→ **Direction**
Exclude any images and output the remaining records exactly.

-- Start Material for this task --

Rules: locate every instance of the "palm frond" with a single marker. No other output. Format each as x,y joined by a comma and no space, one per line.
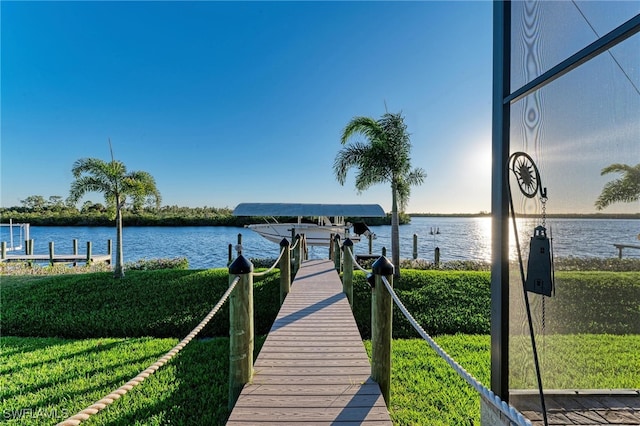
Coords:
623,190
364,126
350,156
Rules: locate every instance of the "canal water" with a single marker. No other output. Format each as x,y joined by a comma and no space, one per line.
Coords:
457,238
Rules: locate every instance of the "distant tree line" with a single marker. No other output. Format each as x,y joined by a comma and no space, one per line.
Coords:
56,211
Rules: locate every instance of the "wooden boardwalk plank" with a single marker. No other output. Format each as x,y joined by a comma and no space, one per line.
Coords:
313,368
581,407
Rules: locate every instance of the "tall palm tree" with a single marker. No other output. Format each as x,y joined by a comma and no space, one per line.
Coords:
623,190
112,179
383,158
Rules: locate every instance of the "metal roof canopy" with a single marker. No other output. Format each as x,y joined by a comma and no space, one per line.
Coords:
297,209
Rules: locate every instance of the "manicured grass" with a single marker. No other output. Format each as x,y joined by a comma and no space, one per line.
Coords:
49,376
58,377
45,380
162,303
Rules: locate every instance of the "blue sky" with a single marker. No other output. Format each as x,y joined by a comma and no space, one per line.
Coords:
229,102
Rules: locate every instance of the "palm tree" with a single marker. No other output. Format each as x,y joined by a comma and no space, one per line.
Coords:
113,180
623,190
383,158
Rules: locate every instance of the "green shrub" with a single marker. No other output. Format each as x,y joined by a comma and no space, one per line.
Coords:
155,264
594,302
443,302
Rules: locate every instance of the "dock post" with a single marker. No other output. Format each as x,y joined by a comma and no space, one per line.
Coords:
285,270
381,314
306,248
51,252
330,246
347,272
240,328
296,254
75,250
28,247
336,252
89,252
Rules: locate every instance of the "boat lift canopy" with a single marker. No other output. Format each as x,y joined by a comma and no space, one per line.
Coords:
298,209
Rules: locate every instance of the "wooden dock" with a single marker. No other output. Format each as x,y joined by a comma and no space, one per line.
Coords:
584,407
313,368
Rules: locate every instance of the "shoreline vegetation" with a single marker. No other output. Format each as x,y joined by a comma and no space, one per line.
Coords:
98,215
69,339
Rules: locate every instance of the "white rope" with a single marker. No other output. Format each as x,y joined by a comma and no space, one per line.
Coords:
508,410
113,396
260,274
355,263
295,245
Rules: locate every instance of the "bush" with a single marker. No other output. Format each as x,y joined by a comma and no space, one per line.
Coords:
155,264
443,302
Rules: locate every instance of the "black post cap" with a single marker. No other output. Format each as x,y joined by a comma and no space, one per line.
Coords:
371,279
240,266
382,266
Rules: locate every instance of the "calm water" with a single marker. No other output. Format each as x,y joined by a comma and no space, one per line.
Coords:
458,239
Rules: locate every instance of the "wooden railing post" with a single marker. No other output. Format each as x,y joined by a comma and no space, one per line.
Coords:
239,246
306,249
240,327
75,250
331,246
347,272
89,256
51,252
301,252
381,327
285,270
336,252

-- End Material for this task --

→ **Answer to the problem**
Rules: locate every instance of the "palm frond" with a single marker. No other output. Format each as x,y joined by a comma and no space, one per line.
Coords:
623,190
364,126
350,156
Rules: locate every instance of the "canal water" with a single marker. No other output. Format each as x,y joined by a comma and no space, one per line.
Coords:
457,238
Rules: locate every instance of the "distant tree line" with a single marker. No other output. Format each as x,y joined by a comma and no space, one per line.
Coords:
56,211
Rules: locate every instance of the "wooden boardwalk plank" with a single marker. No other output. Format each as x,y joined by a comma and no space, one per line.
Coords:
313,368
581,407
Rules: locate every instance of the "tall palm tree" with a single marker. No other output. Format each as x,y joined by a comma and no space, one per line.
Coords:
623,190
112,179
383,158
Rules: locate every instance of the "metal roof canopy" with a single marker. No other output. Format each as x,y joined by a comma and no space, one per line.
Coords:
297,209
Rules: locate every instance of the "manicured grass" with a single marker. No other output. Format each as x,y joined by a comma and no space, one per line.
Coords:
49,376
58,377
45,380
162,303
Rules: locate every instance of the "blue sky" with a single marker. No other output. Format each as x,y joined by a comma and no space, one per line.
Coords:
229,102
Rules: locate every instance of the "palm tree" with a single marker. No other output. Format each as x,y joined by a comma and no space, one per line.
Coords:
113,180
623,190
383,158
Rules: locate every instance of the "green shrub" with a single marker. No other output. Format each as x,y joined by a comma and no space, one per line.
Coords:
155,264
594,302
443,302
Rules: locate every instance of the "dock post" with a single marker. No other output. Format each as x,y joined by a comma and no space, one per line.
Coords:
285,270
381,314
306,248
51,252
330,246
347,272
240,328
296,254
75,250
28,247
336,252
89,252
Rules: locate every instance of the "boat lift canopy" with a single marker. No other output. Format each as x,y joined by a comma and no space, one per line.
Coords:
298,209
Rules: locate every instance of the "wooden dock" with a single marker. No other output. Format each as x,y joined by a comma and no space, one per line.
Coords:
584,407
313,368
Rules: locate every instance of the "shoreline vegetation" with a single marker. No other output. Format each as x,y joined by a comma and no space, one per line.
Coords:
98,215
69,339
Rules: locate every instance of the "white rope" with a single marker. No other output. Format each as x,y joined by a comma and no space, one per line.
Coords:
508,410
113,396
260,274
355,263
295,245
Rules: locate every instance of the "bush" with a single marker. No other output. Format each as x,y joined by a comma and no space, one per line.
Coords:
155,264
443,302
Rules: locate every instance of the "black post cap" with a single marker. No other output. Format each as x,y joined by a comma and no space, one per line.
Coords:
371,279
240,266
382,266
Rules: locate every instance of the "calm water" with a single marker. No other output. Format each as x,y joined by a comma and no space, one per line.
Coords:
458,239
Rules: locate every instance of the "wooden railing post" with a single marker. No other output. Format each as x,y joined by a comma and no space, one per line.
Coords:
239,246
306,249
240,327
75,250
331,246
347,272
89,256
51,252
301,252
381,327
285,270
336,252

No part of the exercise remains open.